• [What you should do]: In the text below on the barrier in Wildwood, how many crows carry off Prue's baby brother?
[BEGIN Excerpted text]
Unlike Enchanted Glass and Annihilation, the barrier described between Prue’s town of St. Johns and the Impassable Wilderness is quite, quite visible:
Here at the eastern side of the Willamette River was a natural border between the tight-knit community of St. Johns and the riverbank, a three-mile length of cliff simply called the bluff…The crows had cleared the precipice and were funneling skyward like a shivering black twister cloud, framed by the rising smoke from the many smelters and smokestacks of the Industrial Wastes, a veritable no-man’s-land on the other side of the river, long ago claimed by the local industrial barons and transformed into a forbidding landscape of smoke and steel. Just beyond the Wastes, through the haze, lay a rolling expanse of deeply forested hills, stretching out as far as the eye could see. (11-12)
Meloy’s taken two extremes—Industrialization, Nature—and slams them next to one another for the clearest possible contrast between what society is familiar with, and the unknown. Like Prue, we see the height of man’s victory over land, as well as his defeat. The special touch comes with the name “Wastes”: for all of man’s business and industry, he can not maintain it. Now all that’s left is rotten, disused, worthless. It’s a sort of wasteland we as everyday readers can understand; we pass such rotting structures all the time in real life.
But what we don’t often see is a murder of crows kidnap a baby, which is what happens to Prue in the first line of Wildwood:
How five crows managed to lift a twenty-pound baby boy into the air was beyond Prue, but that was certainly the least of her worries. (first line)
Those crows flying over the Wastes are the ones carrying her brother, and like the twister clouds, those vicious forces of nature, Prue can’t stop the “black twister cloud” carrying her brother from crossing over the Wastes and entering the Impassable Wilderness.
Now if a twelve-year-old girl is to make it into the Impassable Wilderness (and therefore give us a story), then the barrier itself can’t be impassable. It doesn’t need to appear and disappear in different places like the windows and fairy doors in Peadar Ó Guilín’s The Call—that feels too complicated for Meloy’s universe. Crossing the barrier to rescue a baby is a serious business, so using Jones’ humor of taking Aidan and Andrew through a manure-addled pasture and a home’s loo doesn’t feel appropriate. And making a barrier erase anything that vanishes through it like Jeff VanderMeer’s Area X would be too damn terrifying—imagine being a kid and seeing a baby, already being flown off by crows, now vanish in midair. Why would Prue think the kid alive at that point?
[END Excerpted text]
[BEGIN Extracted information]
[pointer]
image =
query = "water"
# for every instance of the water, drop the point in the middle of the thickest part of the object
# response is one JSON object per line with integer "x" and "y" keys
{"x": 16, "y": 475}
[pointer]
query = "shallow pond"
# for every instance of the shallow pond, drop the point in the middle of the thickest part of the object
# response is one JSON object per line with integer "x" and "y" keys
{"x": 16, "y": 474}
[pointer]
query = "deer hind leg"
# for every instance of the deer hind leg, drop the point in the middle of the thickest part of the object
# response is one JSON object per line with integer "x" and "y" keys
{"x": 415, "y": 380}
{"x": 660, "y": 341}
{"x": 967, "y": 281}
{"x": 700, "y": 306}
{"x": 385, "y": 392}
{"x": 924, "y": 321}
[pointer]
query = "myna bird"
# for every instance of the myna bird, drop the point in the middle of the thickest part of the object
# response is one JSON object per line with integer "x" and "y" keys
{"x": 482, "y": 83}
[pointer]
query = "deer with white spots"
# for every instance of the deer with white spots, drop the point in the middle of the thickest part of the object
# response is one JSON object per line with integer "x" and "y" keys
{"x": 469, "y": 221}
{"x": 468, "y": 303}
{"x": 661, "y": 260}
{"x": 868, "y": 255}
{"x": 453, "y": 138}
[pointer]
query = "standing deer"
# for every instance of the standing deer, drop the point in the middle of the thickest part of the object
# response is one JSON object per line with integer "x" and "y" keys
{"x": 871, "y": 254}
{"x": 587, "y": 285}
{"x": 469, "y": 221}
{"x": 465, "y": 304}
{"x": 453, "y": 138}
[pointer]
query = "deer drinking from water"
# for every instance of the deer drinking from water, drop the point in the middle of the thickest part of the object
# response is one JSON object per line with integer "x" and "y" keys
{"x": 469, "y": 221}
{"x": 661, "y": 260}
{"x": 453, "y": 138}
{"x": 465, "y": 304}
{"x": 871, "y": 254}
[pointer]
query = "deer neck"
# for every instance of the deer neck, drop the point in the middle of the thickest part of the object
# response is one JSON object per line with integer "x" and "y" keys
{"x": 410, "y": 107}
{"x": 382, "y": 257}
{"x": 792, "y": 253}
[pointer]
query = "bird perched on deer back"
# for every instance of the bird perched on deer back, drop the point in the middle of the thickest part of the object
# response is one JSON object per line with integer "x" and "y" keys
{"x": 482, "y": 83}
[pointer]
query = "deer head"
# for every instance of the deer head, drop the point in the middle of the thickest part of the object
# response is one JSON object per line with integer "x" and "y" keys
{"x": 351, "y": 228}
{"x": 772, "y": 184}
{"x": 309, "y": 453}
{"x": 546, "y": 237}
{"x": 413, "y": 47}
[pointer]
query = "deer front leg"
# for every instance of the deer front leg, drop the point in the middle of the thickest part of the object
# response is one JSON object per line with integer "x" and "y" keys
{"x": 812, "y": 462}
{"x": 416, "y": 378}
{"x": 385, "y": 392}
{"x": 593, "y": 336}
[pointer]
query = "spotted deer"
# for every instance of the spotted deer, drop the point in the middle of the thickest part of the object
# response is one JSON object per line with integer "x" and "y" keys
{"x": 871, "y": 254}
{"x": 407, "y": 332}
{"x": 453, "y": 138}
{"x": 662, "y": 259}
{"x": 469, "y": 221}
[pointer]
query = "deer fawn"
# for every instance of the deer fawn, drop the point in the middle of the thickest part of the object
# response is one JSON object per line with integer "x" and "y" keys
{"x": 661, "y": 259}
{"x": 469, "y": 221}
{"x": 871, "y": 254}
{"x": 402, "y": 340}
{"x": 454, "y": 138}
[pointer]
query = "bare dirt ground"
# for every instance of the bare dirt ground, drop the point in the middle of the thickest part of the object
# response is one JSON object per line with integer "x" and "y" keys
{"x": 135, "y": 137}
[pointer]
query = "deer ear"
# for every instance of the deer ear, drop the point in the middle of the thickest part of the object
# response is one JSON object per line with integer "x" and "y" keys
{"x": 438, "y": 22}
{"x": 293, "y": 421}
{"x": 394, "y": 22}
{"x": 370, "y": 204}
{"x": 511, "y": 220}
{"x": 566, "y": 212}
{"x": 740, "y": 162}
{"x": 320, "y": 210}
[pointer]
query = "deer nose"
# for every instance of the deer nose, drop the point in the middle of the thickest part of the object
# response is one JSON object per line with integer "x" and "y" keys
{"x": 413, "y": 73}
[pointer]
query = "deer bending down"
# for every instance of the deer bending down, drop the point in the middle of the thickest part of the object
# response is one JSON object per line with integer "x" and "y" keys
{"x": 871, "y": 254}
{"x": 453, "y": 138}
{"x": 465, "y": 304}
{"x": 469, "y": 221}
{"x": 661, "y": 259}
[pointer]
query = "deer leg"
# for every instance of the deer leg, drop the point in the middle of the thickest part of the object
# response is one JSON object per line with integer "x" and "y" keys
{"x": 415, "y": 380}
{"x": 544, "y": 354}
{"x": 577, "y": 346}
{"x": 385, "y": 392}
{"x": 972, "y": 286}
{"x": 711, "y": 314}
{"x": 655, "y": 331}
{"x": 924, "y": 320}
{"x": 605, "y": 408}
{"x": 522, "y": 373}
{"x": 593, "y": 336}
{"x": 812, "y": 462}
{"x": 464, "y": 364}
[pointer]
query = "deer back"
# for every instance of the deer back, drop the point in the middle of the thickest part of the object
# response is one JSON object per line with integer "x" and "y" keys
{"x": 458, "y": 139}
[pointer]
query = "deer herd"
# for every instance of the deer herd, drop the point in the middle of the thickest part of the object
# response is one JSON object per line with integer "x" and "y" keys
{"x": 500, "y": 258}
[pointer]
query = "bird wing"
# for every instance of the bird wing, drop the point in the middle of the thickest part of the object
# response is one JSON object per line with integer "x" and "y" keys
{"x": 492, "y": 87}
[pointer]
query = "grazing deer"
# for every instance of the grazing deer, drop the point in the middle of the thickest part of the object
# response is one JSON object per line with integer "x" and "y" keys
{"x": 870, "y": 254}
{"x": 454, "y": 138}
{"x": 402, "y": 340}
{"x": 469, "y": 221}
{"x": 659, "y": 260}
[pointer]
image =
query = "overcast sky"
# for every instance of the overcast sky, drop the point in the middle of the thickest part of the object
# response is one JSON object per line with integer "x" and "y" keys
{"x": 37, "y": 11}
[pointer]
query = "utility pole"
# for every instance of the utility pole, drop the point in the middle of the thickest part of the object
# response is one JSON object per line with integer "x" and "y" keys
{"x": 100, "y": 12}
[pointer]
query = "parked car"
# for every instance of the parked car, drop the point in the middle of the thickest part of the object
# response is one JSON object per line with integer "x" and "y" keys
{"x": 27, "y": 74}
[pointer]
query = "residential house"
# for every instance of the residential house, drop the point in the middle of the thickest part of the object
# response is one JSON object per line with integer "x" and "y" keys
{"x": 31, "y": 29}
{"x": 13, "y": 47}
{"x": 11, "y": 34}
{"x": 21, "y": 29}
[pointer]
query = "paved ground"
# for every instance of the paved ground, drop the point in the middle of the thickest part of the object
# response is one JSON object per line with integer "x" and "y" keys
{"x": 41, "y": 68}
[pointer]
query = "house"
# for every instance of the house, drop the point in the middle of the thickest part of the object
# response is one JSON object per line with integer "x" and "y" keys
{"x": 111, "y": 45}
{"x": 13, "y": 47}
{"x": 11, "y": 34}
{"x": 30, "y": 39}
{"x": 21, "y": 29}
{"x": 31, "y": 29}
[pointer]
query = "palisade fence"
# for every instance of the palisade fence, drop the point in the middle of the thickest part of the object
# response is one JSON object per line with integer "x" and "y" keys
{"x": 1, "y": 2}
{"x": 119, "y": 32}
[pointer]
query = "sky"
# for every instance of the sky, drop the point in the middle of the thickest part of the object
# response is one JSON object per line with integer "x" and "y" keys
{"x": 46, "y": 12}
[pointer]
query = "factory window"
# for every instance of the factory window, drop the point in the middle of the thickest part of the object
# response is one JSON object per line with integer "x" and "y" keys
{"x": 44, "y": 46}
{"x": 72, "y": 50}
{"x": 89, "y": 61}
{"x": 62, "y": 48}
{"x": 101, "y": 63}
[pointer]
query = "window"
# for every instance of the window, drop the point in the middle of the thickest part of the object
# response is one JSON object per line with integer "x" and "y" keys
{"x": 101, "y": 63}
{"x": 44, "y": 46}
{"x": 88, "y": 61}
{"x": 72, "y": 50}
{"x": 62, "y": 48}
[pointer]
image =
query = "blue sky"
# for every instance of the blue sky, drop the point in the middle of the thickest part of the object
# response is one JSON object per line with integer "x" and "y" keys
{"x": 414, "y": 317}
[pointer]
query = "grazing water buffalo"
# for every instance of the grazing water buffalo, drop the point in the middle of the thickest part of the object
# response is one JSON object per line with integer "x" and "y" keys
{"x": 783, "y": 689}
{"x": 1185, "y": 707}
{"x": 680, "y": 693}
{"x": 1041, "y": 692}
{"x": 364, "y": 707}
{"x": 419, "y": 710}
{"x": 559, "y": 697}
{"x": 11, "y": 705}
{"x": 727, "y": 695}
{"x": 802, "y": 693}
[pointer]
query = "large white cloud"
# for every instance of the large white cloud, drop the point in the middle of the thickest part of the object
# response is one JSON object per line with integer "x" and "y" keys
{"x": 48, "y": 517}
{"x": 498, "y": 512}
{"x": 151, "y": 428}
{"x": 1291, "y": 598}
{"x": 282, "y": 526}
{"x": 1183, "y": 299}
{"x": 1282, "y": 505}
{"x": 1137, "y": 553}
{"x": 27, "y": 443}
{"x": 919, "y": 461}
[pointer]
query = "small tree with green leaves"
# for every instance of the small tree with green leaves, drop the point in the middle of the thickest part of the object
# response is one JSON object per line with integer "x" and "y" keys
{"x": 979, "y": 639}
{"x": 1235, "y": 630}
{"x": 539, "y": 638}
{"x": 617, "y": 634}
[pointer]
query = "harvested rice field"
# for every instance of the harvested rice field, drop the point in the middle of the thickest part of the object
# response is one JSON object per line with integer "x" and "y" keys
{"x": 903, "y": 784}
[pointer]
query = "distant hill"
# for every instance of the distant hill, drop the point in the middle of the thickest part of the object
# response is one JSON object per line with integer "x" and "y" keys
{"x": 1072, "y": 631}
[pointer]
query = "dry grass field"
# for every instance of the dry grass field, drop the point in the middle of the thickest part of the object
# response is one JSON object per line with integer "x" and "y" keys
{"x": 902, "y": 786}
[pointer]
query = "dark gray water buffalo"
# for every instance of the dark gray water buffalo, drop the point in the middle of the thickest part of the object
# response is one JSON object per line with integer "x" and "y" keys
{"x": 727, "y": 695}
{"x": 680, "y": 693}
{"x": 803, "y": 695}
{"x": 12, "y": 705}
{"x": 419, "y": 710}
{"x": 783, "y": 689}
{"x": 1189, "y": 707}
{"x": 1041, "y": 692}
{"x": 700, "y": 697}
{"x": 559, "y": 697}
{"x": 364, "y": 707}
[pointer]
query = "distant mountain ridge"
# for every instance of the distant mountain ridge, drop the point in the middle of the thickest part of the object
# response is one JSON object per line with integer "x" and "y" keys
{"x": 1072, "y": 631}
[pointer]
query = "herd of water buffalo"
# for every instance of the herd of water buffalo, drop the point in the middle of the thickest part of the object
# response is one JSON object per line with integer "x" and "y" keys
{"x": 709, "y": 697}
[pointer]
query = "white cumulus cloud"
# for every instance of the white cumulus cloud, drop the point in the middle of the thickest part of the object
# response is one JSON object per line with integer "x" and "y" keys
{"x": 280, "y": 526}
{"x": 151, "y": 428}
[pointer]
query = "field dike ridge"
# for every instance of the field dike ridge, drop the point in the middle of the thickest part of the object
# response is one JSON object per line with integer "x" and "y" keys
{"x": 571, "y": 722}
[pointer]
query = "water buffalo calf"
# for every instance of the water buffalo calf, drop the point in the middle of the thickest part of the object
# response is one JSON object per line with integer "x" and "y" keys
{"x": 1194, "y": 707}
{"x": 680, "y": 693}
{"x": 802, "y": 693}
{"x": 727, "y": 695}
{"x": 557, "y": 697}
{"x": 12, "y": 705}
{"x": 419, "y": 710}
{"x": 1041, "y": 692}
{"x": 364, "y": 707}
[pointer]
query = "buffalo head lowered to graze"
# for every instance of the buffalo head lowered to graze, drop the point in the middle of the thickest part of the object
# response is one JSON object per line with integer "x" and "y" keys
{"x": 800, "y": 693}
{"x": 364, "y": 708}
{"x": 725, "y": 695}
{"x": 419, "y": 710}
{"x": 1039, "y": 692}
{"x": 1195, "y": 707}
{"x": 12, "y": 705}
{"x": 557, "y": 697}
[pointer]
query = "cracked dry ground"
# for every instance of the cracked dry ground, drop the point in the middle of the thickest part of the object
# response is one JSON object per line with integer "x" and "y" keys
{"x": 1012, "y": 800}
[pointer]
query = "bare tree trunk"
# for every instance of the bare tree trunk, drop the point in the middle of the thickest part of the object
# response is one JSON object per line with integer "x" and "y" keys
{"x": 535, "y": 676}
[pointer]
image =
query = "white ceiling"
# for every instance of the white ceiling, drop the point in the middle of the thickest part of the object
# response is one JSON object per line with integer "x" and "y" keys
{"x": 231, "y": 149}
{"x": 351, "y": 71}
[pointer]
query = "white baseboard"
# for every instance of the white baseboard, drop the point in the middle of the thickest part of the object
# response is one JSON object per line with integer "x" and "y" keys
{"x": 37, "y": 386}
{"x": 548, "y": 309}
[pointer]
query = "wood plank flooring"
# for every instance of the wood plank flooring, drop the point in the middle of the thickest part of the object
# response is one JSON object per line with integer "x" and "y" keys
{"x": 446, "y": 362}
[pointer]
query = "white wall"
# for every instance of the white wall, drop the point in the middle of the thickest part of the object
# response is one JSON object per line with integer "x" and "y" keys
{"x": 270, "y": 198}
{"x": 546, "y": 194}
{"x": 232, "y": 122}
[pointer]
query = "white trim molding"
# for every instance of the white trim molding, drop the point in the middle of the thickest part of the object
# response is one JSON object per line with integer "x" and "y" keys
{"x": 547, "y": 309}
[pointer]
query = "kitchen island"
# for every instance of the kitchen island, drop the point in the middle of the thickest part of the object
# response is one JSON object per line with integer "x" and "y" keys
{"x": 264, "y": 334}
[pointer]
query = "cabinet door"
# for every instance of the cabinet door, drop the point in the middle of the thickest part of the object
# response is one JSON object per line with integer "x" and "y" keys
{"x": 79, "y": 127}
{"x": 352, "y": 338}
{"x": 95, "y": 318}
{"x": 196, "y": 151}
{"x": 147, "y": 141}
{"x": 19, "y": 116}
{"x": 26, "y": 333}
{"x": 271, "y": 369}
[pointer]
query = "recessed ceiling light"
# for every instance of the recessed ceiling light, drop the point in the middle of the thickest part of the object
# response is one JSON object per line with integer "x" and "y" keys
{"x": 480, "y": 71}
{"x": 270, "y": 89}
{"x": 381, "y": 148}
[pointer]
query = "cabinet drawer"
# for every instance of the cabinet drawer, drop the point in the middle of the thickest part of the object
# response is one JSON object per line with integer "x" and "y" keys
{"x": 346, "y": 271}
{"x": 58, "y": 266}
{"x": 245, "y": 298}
[END Extracted information]
• [Solution for this problem]: Five crows.